Directions: Copy out the entries exactly, and wherever a picture appears, leave it out.

----- Provided records -----

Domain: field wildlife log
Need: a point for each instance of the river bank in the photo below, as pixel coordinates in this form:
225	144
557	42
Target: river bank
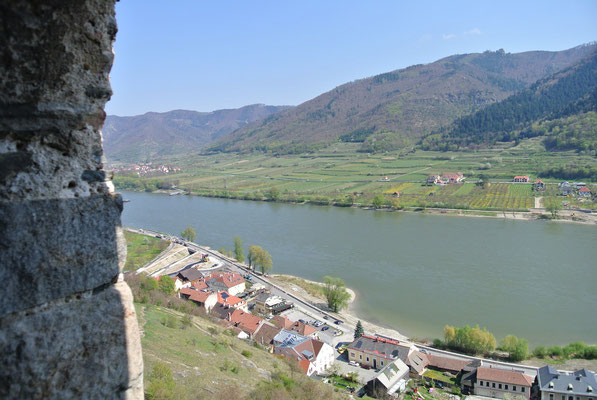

-----

Response box:
Domain: field wildlife log
Need: a point for each instance of the river bank in the photo below, as pixel coordinates in this form:
225	144
557	42
Target: river bank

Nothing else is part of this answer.